━━ TRECHO DA PÁGINA

O meu post mais recente sobre a
existência de amostragem probabilística de populações humanas (link)
teve um comentário. Como o cometário é bom, ao invês de apenas respondê-lo no
post anterior, resolvi incluí-lo aqui e escrever um novo post.
O comentário foi postado pelo
Raphael, que conhece amostragem e sabe muito bem do que está falando. Segue o
comentário dele:
“Neale, até quando vamos precisar discutir a distinção entre
probabilidade de seleção (que é o que realmente define se uma amostra é
probabílistica ou não, ver definição em Särdnal et al 1992 ou Cochran 1953) e
probabilidade de resposta (associado ao mecanismo de não-resposta)? Eu entendo
que seu ponto é mais prático do que teórico, mas se você realmente quer
discutir sobre a existência ou não de amostras probabílisticas, você precisa
definir o que ela é. Tal definição já existe e está bem definida, como referido
acima. E seguindo tal definição, a resposta é bem clara ;)
Agora, quanto ao seu primeiro ponto sobre
porque alguns livros teóricos de amostragem nem sempre discutem a nao-resposta
da forma como deveriam, talvez Lars Lyberg tenha dado a resposta em uma das
seções no TSE Conference. Ele disse que pelo menos nos primórdios da
amostragem, quando ainda estavam estabelecendo sua prática e teoria, alguns
pesquisadores intencionalmente procuravam não enfatizar outros erros
não-amostrais, justamente para tentar estabelecer e disseminar os conceitos de
amostragem e erros amostrais. É verdade que esses tempos já passaram e livros
mais recentes não tem essa desculpa. Mas acho que a maioria dos livros de
amostragem e métodos de pesquisa mais recentes têm feito um bom trabalho com
erros não-amostrais.
Ahn, por fim, vale lembrar que a grande maioria
de pesquisadores que desenvolveram a teoria de amostragem probabilística era
também pessoas que trabalhavam na prática com surveys e que desenvolveram tais
metodos justamente para resolver problemas práticos em enfrentavam em seus trabalhos.

━━━━

* PROBLEMAS E TAREFAS
- 1) Liste, na ordem em que aparecem, todos os nomes de pessoas citados no trecho sobre amostragem probabilística.
- 2) Reproduza do trecho sobre amostragem probabilística a passagem que vai de "O comentário foi" até "bem clara ;)", inclusive.

━━ DADOS FORNECIDOS

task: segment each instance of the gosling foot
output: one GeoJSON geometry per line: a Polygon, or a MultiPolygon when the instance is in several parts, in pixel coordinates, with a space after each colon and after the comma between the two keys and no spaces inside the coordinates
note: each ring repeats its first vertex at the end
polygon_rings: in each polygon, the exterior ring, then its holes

━━━━

* LISTA DE RESPOSTAS
- 1) Raphael, Neale, Särdnal, Cochran, Lars Lyberg

- 2)
O comentário foi postado pelo
Raphael, que conhece amostragem e sabe muito bem do que está falando. Segue o
comentário dele:
“Neale, até quando vamos precisar discutir a distinção entre
probabilidade de seleção (que é o que realmente define se uma amostra é
probabílistica ou não, ver definição em Särdnal et al 1992 ou Cochran 1953) e
probabilidade de resposta (associado ao mecanismo de não-resposta)? Eu entendo
que seu ponto é mais prático do que teórico, mas se você realmente quer
discutir sobre a existência ou não de amostras probabílisticas, você precisa
definir o que ela é. Tal definição já existe e está bem definida, como referido
acima. E seguindo tal definição, a resposta é bem clara ;)